**SELECTED EXTRACT**
— Begin —
Columbia Records had bought her first album Eleanor McEvoy from Geffen Records, but had not released it by 2000. Neither What's Following Me? nor Snapshots had enjoyed major chart success, and McEvoy's public perception, particularly in Ireland, was caught in a limbo state between rock and folk, with "A Woman's Heart" and its many incarnations still lurking in the back of the minds of the record-buying public.

Increasingly, McEvoy started to work on outside projects. The Bert Jansch tribute album People on the Highway – A Bert Jansch Encomium (2000) saw a newly recorded version of Jansch's song about Sandy Denny, "Where Did My Life Go?", recorded by McEvoy especially for the album. Participating artists included Al Stewart, Roy Harper, Bernard Butler, Donovan, and Ralph McTell.

2001–2005

McEvoy decided to take her fourth album and head down the independent road. Yola was a turning point in McEvoy's musical direction. Released in 2001, it reflected the acoustic, jazz-influenced style she had developed on stage with Brian Connor. For McEvoy it was a new departure and one that found favour with music media. Irish Music Press described it as .... "her finest album", "a brave rejection of the predictable", "musically daring....beautifully atmospheric". International press lauded it as "a back to basics triumph", "beautifully restrained", "a classic", and "McEvoy's best release to date". Extensive touring throughout the US and the UK followed. In 2002, Yola was named "Record of the Year" by Hi-Fi+ Magazine.
— End —
Listing of labeled points:
— Begin —
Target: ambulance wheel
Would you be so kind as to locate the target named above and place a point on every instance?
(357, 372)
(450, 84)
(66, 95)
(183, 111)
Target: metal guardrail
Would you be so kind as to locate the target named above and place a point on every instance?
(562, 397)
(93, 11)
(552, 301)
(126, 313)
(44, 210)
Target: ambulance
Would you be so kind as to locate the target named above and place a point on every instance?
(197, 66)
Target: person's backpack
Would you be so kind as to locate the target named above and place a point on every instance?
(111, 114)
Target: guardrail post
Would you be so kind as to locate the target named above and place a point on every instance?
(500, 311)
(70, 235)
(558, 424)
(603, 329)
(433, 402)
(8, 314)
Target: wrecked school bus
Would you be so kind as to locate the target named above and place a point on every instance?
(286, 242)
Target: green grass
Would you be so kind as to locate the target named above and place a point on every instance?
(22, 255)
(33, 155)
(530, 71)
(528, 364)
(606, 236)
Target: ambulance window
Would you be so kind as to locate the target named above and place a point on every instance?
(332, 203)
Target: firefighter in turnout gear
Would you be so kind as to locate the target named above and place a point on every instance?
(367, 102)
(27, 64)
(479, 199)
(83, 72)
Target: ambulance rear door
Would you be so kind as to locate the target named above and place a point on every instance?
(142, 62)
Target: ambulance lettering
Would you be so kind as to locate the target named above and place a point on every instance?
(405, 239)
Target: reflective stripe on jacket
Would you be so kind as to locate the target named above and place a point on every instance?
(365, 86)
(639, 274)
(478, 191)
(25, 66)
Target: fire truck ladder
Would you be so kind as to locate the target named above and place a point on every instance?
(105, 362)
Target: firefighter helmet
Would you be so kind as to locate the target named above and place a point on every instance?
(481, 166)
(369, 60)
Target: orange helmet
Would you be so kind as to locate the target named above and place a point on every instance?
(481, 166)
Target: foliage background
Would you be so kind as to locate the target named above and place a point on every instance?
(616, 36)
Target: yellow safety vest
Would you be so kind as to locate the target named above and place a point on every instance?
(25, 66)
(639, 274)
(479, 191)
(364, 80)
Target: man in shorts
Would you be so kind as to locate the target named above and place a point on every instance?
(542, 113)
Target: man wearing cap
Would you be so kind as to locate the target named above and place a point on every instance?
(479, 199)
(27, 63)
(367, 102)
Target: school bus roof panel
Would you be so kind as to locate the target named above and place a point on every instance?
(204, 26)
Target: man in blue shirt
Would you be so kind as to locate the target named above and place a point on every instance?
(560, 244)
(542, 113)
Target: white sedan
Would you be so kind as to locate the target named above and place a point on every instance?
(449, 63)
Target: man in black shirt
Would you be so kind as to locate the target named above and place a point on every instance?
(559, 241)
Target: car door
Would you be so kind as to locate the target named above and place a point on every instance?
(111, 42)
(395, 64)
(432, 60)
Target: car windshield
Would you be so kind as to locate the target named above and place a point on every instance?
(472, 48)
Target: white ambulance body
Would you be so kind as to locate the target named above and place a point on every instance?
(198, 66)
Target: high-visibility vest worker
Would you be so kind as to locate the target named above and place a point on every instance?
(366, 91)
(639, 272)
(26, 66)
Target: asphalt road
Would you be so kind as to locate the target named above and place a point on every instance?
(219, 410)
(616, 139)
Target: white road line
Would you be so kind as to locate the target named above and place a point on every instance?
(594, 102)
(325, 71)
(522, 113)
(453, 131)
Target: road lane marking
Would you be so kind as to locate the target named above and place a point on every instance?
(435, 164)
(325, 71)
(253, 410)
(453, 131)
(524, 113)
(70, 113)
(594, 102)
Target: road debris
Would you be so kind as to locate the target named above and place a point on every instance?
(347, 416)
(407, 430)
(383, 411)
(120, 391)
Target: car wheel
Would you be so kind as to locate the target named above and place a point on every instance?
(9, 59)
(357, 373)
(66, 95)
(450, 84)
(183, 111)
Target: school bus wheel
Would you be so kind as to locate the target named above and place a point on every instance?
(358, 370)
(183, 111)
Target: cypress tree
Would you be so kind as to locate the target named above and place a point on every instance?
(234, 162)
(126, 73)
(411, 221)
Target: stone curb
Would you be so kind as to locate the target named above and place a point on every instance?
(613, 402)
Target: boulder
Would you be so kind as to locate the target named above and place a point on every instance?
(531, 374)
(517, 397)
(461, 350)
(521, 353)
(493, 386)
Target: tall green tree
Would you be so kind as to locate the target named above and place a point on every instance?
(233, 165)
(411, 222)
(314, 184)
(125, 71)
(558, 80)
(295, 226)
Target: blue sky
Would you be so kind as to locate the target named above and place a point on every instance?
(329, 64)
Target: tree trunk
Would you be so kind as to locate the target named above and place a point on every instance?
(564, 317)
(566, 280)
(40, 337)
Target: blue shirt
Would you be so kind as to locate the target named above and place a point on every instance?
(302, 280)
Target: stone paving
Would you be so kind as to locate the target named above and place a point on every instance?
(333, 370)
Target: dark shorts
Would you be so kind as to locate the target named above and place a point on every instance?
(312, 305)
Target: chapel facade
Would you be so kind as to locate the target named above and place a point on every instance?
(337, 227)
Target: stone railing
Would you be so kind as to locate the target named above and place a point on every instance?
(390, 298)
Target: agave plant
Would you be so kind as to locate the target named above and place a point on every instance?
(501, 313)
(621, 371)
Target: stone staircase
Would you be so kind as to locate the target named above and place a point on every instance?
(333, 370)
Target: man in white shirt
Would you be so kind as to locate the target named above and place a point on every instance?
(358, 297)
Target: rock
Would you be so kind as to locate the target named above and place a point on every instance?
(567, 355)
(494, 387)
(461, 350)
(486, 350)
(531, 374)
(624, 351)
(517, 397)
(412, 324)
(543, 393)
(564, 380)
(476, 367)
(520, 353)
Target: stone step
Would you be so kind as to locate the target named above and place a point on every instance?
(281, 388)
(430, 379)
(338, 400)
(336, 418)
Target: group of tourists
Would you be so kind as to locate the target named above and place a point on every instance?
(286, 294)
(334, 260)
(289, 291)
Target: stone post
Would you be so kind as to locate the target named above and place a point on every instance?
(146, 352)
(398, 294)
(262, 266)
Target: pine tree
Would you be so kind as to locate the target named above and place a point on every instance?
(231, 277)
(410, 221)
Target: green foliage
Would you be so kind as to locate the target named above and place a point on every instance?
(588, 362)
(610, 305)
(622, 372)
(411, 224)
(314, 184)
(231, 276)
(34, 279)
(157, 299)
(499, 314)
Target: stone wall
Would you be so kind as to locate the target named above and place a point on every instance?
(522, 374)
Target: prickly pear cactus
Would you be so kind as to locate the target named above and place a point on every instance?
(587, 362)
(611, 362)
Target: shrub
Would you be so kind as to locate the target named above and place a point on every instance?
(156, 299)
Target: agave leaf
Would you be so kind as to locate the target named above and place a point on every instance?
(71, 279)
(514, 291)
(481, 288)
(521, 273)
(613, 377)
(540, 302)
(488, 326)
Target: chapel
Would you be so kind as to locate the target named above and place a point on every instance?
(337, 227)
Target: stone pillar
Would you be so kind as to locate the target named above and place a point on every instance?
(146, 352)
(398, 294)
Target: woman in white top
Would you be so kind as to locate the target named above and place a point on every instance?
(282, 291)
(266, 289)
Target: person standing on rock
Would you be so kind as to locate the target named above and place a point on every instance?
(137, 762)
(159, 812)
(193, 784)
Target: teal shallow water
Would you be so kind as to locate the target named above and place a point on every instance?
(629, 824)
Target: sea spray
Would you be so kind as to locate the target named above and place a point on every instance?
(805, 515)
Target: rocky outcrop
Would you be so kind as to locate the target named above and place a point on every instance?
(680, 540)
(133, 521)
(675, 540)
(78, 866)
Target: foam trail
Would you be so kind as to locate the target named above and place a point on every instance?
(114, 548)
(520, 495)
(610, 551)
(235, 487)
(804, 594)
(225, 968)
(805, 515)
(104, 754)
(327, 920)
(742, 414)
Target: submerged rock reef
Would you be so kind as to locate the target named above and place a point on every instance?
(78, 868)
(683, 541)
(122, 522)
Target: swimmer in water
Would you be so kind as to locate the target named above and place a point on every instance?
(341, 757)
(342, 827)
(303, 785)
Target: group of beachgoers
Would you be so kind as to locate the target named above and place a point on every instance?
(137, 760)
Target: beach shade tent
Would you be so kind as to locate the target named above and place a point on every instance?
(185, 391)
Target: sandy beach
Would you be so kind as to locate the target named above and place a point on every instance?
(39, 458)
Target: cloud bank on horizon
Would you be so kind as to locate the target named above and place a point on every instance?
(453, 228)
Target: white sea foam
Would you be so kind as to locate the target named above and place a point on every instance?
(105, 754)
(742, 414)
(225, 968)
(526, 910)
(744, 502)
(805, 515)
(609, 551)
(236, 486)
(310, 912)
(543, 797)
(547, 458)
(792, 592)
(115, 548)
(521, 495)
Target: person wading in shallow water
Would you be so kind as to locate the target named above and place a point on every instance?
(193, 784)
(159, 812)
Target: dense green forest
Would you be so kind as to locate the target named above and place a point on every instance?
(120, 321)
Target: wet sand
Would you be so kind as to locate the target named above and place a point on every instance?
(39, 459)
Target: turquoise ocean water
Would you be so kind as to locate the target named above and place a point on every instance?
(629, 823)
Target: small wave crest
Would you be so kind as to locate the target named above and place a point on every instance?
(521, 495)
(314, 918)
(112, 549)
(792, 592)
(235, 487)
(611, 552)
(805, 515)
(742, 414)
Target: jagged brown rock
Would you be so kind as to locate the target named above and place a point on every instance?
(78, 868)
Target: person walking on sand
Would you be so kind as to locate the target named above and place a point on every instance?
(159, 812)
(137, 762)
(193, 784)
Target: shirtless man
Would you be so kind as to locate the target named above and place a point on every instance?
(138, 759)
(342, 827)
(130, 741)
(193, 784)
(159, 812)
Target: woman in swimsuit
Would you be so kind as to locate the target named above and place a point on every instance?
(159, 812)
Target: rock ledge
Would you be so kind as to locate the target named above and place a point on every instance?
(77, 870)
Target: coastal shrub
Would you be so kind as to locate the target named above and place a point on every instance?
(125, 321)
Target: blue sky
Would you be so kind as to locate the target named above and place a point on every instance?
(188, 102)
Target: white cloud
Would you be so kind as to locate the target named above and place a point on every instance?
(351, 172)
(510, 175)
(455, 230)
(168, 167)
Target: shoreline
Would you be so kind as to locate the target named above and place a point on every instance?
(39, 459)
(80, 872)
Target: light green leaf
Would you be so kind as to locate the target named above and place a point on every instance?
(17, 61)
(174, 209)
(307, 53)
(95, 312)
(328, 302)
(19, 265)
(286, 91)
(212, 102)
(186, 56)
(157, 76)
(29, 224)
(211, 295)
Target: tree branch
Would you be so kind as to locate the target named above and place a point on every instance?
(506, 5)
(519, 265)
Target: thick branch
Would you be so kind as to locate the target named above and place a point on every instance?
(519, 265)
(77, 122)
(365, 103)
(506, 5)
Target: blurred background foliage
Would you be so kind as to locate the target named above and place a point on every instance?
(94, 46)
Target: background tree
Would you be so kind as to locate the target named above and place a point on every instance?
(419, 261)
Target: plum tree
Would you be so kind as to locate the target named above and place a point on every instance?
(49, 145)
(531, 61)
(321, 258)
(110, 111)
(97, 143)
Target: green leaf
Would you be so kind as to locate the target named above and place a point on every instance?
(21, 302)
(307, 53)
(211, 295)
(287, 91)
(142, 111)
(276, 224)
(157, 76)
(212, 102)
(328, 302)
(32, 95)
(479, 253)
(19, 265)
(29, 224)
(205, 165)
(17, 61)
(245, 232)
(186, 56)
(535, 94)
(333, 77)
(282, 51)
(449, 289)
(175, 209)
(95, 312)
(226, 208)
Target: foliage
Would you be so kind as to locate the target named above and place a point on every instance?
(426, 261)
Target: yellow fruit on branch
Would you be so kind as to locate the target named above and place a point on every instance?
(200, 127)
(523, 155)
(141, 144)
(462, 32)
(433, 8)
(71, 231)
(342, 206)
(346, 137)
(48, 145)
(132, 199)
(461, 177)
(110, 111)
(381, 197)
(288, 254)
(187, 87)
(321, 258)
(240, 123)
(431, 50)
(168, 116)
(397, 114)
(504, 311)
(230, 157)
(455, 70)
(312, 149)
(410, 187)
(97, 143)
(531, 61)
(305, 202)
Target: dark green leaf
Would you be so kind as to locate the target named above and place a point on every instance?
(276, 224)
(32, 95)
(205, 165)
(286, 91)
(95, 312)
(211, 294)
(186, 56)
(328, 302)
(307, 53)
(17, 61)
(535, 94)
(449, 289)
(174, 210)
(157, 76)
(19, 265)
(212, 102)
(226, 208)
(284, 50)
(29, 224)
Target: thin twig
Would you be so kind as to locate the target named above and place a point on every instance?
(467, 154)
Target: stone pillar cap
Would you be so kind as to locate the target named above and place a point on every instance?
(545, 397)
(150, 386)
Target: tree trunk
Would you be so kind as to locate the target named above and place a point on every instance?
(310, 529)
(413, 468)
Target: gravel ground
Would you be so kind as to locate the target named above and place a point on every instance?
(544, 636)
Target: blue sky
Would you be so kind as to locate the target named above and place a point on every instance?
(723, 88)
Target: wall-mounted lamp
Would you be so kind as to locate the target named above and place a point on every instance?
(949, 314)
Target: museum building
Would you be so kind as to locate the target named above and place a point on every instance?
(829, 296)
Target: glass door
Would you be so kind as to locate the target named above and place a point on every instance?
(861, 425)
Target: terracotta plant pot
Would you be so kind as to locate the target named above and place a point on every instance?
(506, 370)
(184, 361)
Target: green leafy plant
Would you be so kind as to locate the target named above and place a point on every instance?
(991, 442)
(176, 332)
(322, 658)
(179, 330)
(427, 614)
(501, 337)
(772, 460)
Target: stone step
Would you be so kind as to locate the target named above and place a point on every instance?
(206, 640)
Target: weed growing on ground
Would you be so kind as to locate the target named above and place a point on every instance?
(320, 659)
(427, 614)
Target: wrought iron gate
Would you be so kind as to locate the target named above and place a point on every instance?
— End —
**TO BE DONE**
a. Please say whether each statement agrees with the passage on Eleanor McEvoy, answering yes or no and quoting the words of the passage that decide it: (i) Columbia Records released her first album in 2000; (ii) Yola came out in 2001; (iii) extensive touring in the US and the UK followed Yola.
b. In the passage on Eleanor McEvoy, which magazine named Yola "Record of the Year"?

**ANSWERS GIVEN**
a.
(i) No: "but had not released it by 2000"
(ii) Yes: "Released in 2001"
(iii) Yes: "Extensive touring throughout the US and the UK followed."

b. Hi-Fi+ Magazine